Your task:
All records are to be reproduced verbatim, with images omitted.

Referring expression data
☆ ☆ ☆

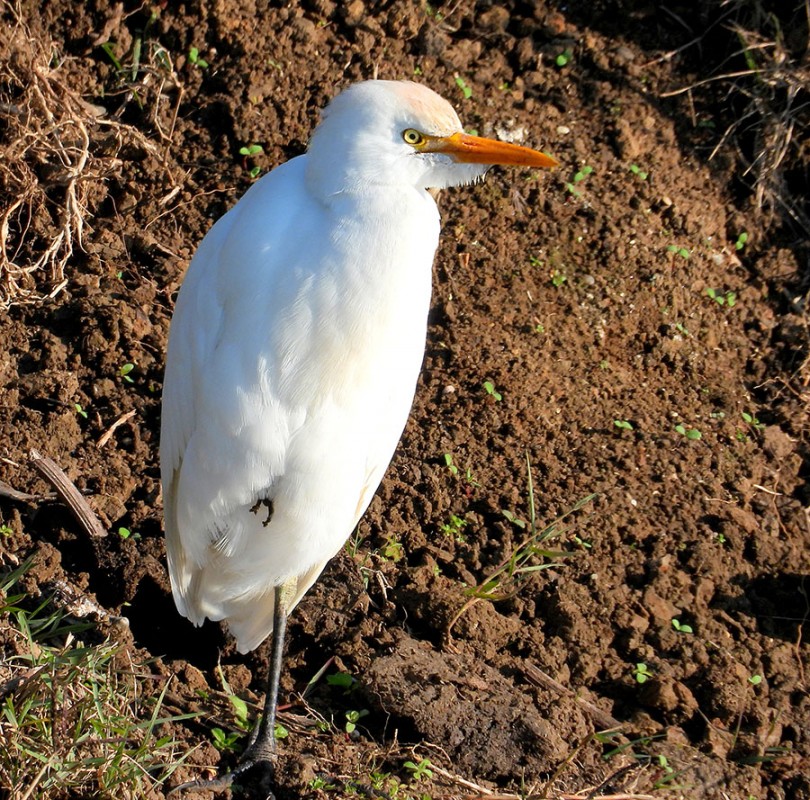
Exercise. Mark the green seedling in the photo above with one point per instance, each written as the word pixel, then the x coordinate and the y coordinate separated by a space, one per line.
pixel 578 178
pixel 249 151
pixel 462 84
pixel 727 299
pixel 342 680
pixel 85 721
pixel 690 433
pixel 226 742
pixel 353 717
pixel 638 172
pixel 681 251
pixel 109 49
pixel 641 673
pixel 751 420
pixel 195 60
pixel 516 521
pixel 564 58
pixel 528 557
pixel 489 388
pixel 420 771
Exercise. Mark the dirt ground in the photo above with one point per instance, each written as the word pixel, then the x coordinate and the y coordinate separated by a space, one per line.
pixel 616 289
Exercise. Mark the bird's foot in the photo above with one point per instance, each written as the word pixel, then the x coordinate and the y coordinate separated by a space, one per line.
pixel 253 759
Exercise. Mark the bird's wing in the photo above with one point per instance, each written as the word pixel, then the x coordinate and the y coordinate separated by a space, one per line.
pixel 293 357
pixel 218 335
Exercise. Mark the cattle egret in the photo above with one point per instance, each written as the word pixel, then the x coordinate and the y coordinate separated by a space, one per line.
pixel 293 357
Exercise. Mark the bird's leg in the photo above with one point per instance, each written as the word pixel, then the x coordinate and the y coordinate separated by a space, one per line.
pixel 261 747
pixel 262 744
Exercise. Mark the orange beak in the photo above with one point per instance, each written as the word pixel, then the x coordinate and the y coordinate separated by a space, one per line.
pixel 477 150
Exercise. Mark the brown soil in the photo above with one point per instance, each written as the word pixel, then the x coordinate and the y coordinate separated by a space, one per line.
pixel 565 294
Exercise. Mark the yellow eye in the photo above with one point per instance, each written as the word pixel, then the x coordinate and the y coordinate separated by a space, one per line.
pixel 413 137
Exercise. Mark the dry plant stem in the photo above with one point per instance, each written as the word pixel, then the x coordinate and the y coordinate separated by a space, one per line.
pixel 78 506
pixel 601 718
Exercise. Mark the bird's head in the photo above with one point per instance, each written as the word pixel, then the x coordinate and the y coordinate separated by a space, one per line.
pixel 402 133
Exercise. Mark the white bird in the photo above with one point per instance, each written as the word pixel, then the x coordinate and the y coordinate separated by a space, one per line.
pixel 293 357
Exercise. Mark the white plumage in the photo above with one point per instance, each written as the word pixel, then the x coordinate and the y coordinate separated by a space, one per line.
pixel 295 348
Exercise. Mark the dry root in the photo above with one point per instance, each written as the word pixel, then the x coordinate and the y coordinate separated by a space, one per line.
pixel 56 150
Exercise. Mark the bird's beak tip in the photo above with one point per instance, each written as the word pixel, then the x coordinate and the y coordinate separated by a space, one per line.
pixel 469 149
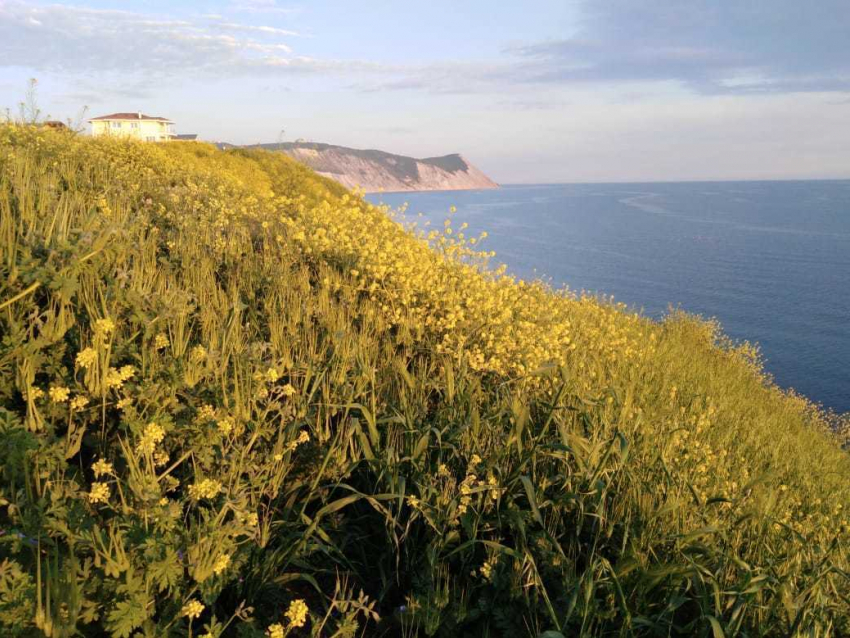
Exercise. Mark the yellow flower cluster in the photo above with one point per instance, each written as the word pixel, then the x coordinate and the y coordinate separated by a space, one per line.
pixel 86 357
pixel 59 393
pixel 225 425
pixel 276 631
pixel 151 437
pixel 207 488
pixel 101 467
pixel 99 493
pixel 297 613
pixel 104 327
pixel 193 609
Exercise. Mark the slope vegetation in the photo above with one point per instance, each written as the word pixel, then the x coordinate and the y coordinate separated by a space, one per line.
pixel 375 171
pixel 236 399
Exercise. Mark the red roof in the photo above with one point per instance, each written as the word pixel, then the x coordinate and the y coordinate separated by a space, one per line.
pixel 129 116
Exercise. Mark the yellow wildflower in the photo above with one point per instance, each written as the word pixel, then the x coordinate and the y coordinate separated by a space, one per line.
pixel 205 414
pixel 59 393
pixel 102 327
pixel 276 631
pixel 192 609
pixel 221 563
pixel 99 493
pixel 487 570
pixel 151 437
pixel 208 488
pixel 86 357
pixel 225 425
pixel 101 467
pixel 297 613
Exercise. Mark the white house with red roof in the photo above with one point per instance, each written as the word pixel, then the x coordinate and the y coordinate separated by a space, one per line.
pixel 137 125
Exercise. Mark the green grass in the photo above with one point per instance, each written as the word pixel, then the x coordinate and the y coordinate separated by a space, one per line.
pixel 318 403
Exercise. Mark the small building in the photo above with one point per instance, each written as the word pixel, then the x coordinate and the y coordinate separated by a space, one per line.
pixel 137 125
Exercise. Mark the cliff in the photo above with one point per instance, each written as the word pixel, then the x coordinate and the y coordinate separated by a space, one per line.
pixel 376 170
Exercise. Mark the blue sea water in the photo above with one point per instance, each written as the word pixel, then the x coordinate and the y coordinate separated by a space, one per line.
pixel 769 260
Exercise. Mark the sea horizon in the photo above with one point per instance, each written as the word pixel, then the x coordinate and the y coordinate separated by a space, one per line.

☆ ☆ ☆

Response box:
Exercise. Mark the green seedling in the photo above with one point per instance, each written as the word pixel, then the x coordinate and the y coordinate separated by a space, one per line.
pixel 578 178
pixel 249 151
pixel 462 84
pixel 727 299
pixel 342 680
pixel 85 721
pixel 690 433
pixel 226 742
pixel 353 717
pixel 638 172
pixel 681 251
pixel 109 49
pixel 641 673
pixel 751 420
pixel 195 60
pixel 516 521
pixel 564 58
pixel 528 557
pixel 489 388
pixel 420 771
Exercise. Mark the dirt ground in the photo above with one point per instance, each written as the word pixel, then the x coordinate and the y coordinate separated by a space, one per line.
pixel 616 289
Exercise. Mark the bird's foot in the photo above with one point per instance, each written as the word pixel, then the x coordinate and the y coordinate separated by a space, one per line.
pixel 253 759
Exercise. Mark the bird's wing in the photo above with one point per instance, each written as the word pixel, then the x coordinate and the y coordinate separated by a space, one per line.
pixel 293 357
pixel 218 335
Exercise. Mark the cattle egret in the photo above with one point per instance, each written as the word pixel, then the x coordinate and the y coordinate separated by a space, one per line.
pixel 293 357
Exercise. Mark the bird's leg in the photo above with one point per instance, each written as the word pixel, then the x coordinate and the y coordinate separated by a space, one per line.
pixel 261 747
pixel 262 744
Exercise. Mark the orange beak in the photo above with one point per instance, each written as the word pixel, then the x coordinate and the y coordinate separated by a space, one per line.
pixel 477 150
Exercise. Mark the brown soil in the photo above with one point per instance, each written as the word pixel, then the x coordinate and the y coordinate separated by a space, one per line.
pixel 565 294
Exercise. Mark the yellow eye in the photo above with one point per instance, each written as the word pixel, then the x coordinate and the y coordinate separated by a space, one per line.
pixel 413 137
Exercise. Mark the dry plant stem in the photo above with one point per instance, each written as the word pixel, then the x coordinate and the y coordinate separated by a space, one per line.
pixel 78 506
pixel 601 718
Exercise. Mark the bird's head in the photo above with one point per instance, each written as the word pixel, then the x coordinate and the y coordinate separated by a space, one per line.
pixel 402 133
Exercise. Mark the white bird in the photo above with one point per instance, each written as the word pixel, then the x coordinate and the y coordinate separated by a space, one per line.
pixel 293 357
Exercise. Mark the white plumage in the photo above with one point per instance, each written as the word pixel, then the x coordinate and the y coordinate separated by a space, one per line.
pixel 295 348
Exercise. Mark the dry root in the photo above with one point per instance, each written as the word pixel, then the x coordinate and the y coordinate separated by a space, one per line.
pixel 56 150
Exercise. Mark the bird's beak tip in the photo above with one point per instance, each written as the word pixel, then the x coordinate and the y coordinate separated by a space, one per line.
pixel 469 149
Exercise. Mark the yellow flower cluster in the photo above with one point per instance, each written as the word pixel, then the x coordinate and the y coordinate separated by a space, one per line.
pixel 86 357
pixel 59 393
pixel 225 425
pixel 276 631
pixel 151 437
pixel 207 488
pixel 101 467
pixel 99 493
pixel 297 613
pixel 104 327
pixel 193 609
Exercise. Mark the slope vegetation in the photo above with one point per instance, each written as the word pixel, then the x coordinate and the y coordinate separated by a space, one per line.
pixel 375 171
pixel 236 399
Exercise. Mark the red roof in the photo above with one point per instance, each written as the word pixel, then the x coordinate and the y coordinate separated by a space, one per line.
pixel 129 116
Exercise. Mark the yellow wildflower in the photo above with one point per instance, each written as the word pixel, then the x coordinate and the y coordinate separated by a space, one per line.
pixel 205 414
pixel 59 393
pixel 102 327
pixel 276 631
pixel 192 609
pixel 221 563
pixel 99 493
pixel 487 570
pixel 151 437
pixel 208 488
pixel 86 357
pixel 225 425
pixel 101 467
pixel 297 613
Exercise. Mark the white house with red roof in the photo above with one point per instance, each written as the word pixel, then the x coordinate and the y coordinate separated by a space, one per line.
pixel 137 125
Exercise. Mark the green grass in the photo above with one point per instance, each written as the word pixel, then the x coordinate and the y coordinate separated by a space, one per line.
pixel 318 403
Exercise. Mark the small building in the photo above with one point per instance, each written as the word pixel, then the x coordinate and the y coordinate separated by a space, one per line.
pixel 137 125
Exercise. Mark the cliff in the photo above with one point per instance, each written as the word pixel, then the x coordinate and the y coordinate separated by a space, one per line.
pixel 376 170
Exercise. Mark the blue sea water in the photo above with one point per instance, each written as the word pixel, then the x coordinate and the y coordinate separated by a space, one per line.
pixel 769 260
Exercise. Mark the sea horizon in the photo above with one point per instance, each written as the word pixel, then the x coordinate and the y coordinate separated by a space, one per line.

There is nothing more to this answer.